> [Challenge]:
Can you convert every line of the records below into a JSON list of strings, one string per line, leaving out blank lines?
begin
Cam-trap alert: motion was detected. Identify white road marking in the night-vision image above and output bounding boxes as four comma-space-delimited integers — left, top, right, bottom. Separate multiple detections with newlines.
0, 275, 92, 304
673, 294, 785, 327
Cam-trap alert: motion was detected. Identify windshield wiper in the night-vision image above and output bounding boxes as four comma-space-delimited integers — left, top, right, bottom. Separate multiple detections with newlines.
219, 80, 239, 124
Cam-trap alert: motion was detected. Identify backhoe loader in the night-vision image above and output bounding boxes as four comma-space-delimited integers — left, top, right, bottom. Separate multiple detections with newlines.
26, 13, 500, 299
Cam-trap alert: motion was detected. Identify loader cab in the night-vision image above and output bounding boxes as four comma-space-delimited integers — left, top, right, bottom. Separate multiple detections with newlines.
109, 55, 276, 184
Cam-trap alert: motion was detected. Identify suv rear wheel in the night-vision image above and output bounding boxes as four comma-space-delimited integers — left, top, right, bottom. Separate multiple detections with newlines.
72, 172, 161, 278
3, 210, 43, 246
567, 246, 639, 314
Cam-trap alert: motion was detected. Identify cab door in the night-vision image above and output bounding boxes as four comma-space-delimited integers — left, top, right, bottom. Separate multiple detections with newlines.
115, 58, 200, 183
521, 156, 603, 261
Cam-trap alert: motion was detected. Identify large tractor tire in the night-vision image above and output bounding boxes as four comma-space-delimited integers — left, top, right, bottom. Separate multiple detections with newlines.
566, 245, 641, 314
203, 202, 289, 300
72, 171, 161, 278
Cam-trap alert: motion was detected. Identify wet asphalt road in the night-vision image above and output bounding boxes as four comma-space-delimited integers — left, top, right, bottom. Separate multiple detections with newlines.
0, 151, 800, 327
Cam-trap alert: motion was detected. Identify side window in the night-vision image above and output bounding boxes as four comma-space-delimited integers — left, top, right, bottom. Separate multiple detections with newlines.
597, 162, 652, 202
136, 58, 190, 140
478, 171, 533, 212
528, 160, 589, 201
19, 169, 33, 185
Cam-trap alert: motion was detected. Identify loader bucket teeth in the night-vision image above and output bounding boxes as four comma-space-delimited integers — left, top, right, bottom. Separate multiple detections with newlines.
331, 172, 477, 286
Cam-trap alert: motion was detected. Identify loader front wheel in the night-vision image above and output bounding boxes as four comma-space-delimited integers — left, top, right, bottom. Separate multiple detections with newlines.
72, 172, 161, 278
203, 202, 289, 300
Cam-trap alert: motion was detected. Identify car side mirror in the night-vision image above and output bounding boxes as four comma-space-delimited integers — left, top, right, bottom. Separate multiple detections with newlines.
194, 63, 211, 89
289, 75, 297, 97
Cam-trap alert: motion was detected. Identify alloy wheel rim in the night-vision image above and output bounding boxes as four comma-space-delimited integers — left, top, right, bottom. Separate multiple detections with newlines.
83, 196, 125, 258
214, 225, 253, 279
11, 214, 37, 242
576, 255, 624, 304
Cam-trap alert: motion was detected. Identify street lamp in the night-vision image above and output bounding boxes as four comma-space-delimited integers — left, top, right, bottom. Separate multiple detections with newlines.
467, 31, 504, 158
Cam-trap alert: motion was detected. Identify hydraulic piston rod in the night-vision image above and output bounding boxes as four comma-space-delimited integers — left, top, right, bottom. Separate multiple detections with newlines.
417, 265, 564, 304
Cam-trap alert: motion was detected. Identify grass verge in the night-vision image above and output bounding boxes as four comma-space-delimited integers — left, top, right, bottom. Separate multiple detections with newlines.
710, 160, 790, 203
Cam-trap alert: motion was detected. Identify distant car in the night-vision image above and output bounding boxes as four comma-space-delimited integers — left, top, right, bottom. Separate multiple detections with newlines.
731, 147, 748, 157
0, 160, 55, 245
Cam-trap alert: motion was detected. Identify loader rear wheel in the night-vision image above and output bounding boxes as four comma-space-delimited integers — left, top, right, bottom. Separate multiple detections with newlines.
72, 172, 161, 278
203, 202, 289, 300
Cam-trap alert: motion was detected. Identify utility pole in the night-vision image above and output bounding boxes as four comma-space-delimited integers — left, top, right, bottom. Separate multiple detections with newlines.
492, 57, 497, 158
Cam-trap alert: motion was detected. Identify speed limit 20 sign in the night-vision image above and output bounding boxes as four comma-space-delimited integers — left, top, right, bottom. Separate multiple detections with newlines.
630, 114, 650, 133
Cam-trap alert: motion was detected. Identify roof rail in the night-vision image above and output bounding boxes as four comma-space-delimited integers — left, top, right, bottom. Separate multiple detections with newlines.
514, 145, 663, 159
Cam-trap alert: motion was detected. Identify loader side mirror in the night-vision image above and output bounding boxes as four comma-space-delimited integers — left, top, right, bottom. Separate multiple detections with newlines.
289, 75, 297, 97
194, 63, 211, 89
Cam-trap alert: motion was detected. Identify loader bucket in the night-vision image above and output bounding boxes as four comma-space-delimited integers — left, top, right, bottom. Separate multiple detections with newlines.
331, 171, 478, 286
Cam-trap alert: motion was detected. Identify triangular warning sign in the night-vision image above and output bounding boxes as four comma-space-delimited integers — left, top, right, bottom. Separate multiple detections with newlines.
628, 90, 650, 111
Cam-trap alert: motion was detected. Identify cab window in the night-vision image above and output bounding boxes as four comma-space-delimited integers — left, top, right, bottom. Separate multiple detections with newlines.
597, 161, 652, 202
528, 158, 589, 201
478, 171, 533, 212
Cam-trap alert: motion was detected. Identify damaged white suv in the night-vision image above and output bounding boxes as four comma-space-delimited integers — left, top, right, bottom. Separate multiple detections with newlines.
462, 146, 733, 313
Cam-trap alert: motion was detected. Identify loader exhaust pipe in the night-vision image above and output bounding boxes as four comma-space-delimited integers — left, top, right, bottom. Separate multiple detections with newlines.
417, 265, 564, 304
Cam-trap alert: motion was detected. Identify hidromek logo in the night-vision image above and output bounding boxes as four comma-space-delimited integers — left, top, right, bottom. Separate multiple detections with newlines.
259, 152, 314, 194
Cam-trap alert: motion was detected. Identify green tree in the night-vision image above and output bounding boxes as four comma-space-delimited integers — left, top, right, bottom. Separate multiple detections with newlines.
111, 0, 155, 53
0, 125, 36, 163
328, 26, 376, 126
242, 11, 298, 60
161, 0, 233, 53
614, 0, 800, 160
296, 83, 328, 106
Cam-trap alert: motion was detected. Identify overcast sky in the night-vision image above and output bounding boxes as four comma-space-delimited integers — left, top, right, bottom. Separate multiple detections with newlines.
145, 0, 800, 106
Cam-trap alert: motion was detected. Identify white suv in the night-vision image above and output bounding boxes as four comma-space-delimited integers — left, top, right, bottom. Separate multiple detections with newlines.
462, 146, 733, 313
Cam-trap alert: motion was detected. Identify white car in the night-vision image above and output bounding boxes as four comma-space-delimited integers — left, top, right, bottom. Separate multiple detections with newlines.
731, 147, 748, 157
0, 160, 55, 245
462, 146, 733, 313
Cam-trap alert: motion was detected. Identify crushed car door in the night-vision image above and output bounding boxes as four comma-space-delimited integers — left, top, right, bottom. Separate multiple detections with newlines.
end
> [Correct result]:
[
  "Cam-trap alert: motion was detected. Identify white road marking in the night-vision image above and output bounding boxes as four comma-space-delimited integers — left, top, right, bottom. Separate multiple detections with newlines.",
  "0, 275, 92, 304",
  "673, 294, 785, 327",
  "Cam-trap alert: motion was detected. Identify windshield wiper in the night-vision image above and output bounding boxes as four comma-space-delimited integers — left, top, right, bottom. Separate multiple detections with newlines.",
  "219, 80, 239, 124",
  "Cam-trap alert: motion was detected. Identify backhoe loader in the night-vision image above and output bounding boxes as four comma-space-delimited integers — left, top, right, bottom. Separate multiple detections with newlines.",
  "26, 13, 500, 299",
  "Cam-trap alert: motion was detected. Identify loader cab in the night-vision image above and output bounding boxes as four comma-space-delimited integers — left, top, right, bottom. Separate multiple detections with newlines.",
  "109, 55, 276, 184",
  "Cam-trap alert: motion was detected. Identify suv rear wheel in the night-vision image above and output bounding boxes as four comma-space-delimited integers — left, top, right, bottom. Separate multiple detections with newlines.",
  "72, 172, 161, 278",
  "3, 210, 43, 246",
  "567, 246, 639, 314",
  "Cam-trap alert: motion was detected. Identify cab door in the night-vision image above and output bounding boxes as four comma-space-delimited integers — left, top, right, bottom. Separate multiple detections with newlines.",
  "115, 58, 200, 183",
  "521, 156, 603, 261",
  "Cam-trap alert: motion was detected. Identify large tractor tire in the night-vision image above and output bounding boxes as four comma-space-delimited integers — left, top, right, bottom. Separate multiple detections with newlines.",
  "566, 245, 641, 314",
  "203, 202, 289, 300",
  "72, 171, 161, 278",
  "Cam-trap alert: motion was detected. Identify wet asphalt road in the night-vision image above and output bounding boxes as four comma-space-delimited integers — left, top, right, bottom. Separate multiple detections with newlines.",
  "0, 151, 800, 327",
  "Cam-trap alert: motion was detected. Identify side window in the night-vision image above and output bounding boxes as four comma-space-delimited integers — left, top, right, bottom. Separate multiple detections with newlines.",
  "597, 162, 652, 202",
  "136, 58, 190, 140",
  "478, 171, 533, 212",
  "528, 160, 589, 201",
  "19, 169, 33, 185",
  "Cam-trap alert: motion was detected. Identify loader bucket teeth in the night-vision image above and output bounding boxes as four comma-space-delimited integers — left, top, right, bottom. Separate multiple detections with newlines.",
  "331, 172, 477, 286",
  "Cam-trap alert: motion was detected. Identify loader front wheel in the night-vision image above and output bounding boxes as four comma-space-delimited integers — left, top, right, bottom. Separate multiple detections with newlines.",
  "72, 172, 161, 278",
  "203, 202, 289, 300",
  "Cam-trap alert: motion was detected. Identify car side mirror in the night-vision image above and output bounding boxes as four comma-space-delimited integers — left, top, right, bottom. Separate multiple detections with newlines.",
  "194, 63, 211, 89",
  "289, 75, 297, 97",
  "Cam-trap alert: motion was detected. Identify alloy wheel rim in the night-vision image above and output bounding boxes as four comma-space-delimited integers — left, top, right, bottom. Separate multiple detections with newlines.",
  "83, 196, 125, 258",
  "214, 225, 253, 279",
  "11, 214, 37, 242",
  "576, 255, 624, 304",
  "Cam-trap alert: motion was detected. Identify street lamp in the night-vision image above and output bounding boxes as four comma-space-delimited integers — left, top, right, bottom. Separate multiple detections with newlines.",
  "467, 31, 504, 158",
  "Cam-trap alert: motion was detected. Identify hydraulic piston rod in the night-vision image above and output bounding boxes as four comma-space-delimited integers — left, top, right, bottom. Separate multiple detections with newlines.",
  "417, 265, 564, 304",
  "Cam-trap alert: motion was detected. Identify grass verge in the night-vision image above and output bounding boxes as four comma-space-delimited integers — left, top, right, bottom. Separate multiple detections with newlines.",
  "710, 160, 790, 203",
  "Cam-trap alert: motion was detected. Identify distant car in the night-vision image above and output bounding boxes as four comma-space-delimited integers — left, top, right, bottom. Separate multiple detections with newlines.",
  "731, 147, 748, 157",
  "0, 160, 55, 245",
  "Cam-trap alert: motion was detected. Identify loader rear wheel in the night-vision image above and output bounding boxes as four comma-space-delimited integers — left, top, right, bottom. Separate multiple detections with newlines.",
  "72, 172, 161, 278",
  "203, 202, 289, 300",
  "Cam-trap alert: motion was detected. Identify utility pole in the night-vision image above and output bounding boxes as four comma-space-delimited integers — left, top, right, bottom. Separate multiple detections with newlines.",
  "492, 57, 497, 158",
  "Cam-trap alert: motion was detected. Identify speed limit 20 sign in the night-vision image above and output bounding boxes as four comma-space-delimited integers — left, top, right, bottom. Separate multiple detections with newlines.",
  "630, 114, 650, 133",
  "Cam-trap alert: motion was detected. Identify roof rail in the night-vision image above and output bounding boxes as four comma-space-delimited integers — left, top, right, bottom. Separate multiple detections with newlines.",
  "514, 145, 663, 159",
  "Cam-trap alert: motion was detected. Identify loader side mirror in the night-vision image above and output bounding boxes as four comma-space-delimited integers — left, top, right, bottom. Separate multiple detections with newlines.",
  "289, 75, 297, 97",
  "194, 63, 211, 89",
  "Cam-trap alert: motion was detected. Identify loader bucket in the night-vision image above and output bounding boxes as four comma-space-delimited integers — left, top, right, bottom. Separate multiple detections with newlines.",
  "331, 171, 478, 286",
  "Cam-trap alert: motion was detected. Identify triangular warning sign in the night-vision image above and output bounding boxes as four comma-space-delimited integers — left, top, right, bottom. Separate multiple detections with newlines.",
  "628, 90, 650, 111",
  "Cam-trap alert: motion was detected. Identify cab window in the night-vision image above and output bounding boxes as four comma-space-delimited integers — left, top, right, bottom. Separate multiple detections with newlines.",
  "597, 161, 652, 202",
  "528, 158, 589, 201",
  "478, 171, 533, 212",
  "Cam-trap alert: motion was detected. Identify damaged white suv in the night-vision image above and output bounding boxes as four comma-space-delimited integers — left, top, right, bottom. Separate multiple detections with newlines.",
  "462, 146, 733, 313",
  "Cam-trap alert: motion was detected. Identify loader exhaust pipe in the night-vision image above and output bounding boxes as four comma-space-delimited integers — left, top, right, bottom. Separate multiple detections with newlines.",
  "417, 265, 564, 304",
  "Cam-trap alert: motion was detected. Identify hidromek logo in the night-vision image above and output bounding boxes as four comma-space-delimited integers — left, top, right, bottom. Separate multiple detections with newlines.",
  "259, 152, 314, 194",
  "Cam-trap alert: motion was detected. Identify green tree in the night-vision image above and output bounding boxes as four comma-space-delimited integers — left, top, right, bottom. Separate multiple detections with newlines.",
  "111, 0, 155, 53",
  "0, 125, 36, 163",
  "328, 26, 376, 126",
  "242, 11, 298, 60",
  "161, 0, 233, 53",
  "614, 0, 800, 160",
  "296, 83, 328, 106",
  "Cam-trap alert: motion was detected. Identify overcast sky in the night-vision image above and output bounding boxes as four comma-space-delimited integers — left, top, right, bottom. Separate multiple detections with newlines.",
  "145, 0, 800, 106",
  "Cam-trap alert: motion was detected. Identify white suv in the night-vision image above and output bounding boxes as four comma-space-delimited integers — left, top, right, bottom. Separate multiple detections with newlines.",
  "462, 146, 733, 313",
  "Cam-trap alert: motion was detected. Identify white car in the night-vision image above and output bounding boxes as four comma-space-delimited integers — left, top, right, bottom. Separate multiple detections with newlines.",
  "731, 147, 748, 157",
  "0, 160, 55, 245",
  "462, 146, 733, 313",
  "Cam-trap alert: motion was detected. Identify crushed car door in the night-vision image above and output bounding boxes as four comma-space-delimited integers — left, top, right, bottom. Separate multiple detections with newlines."
]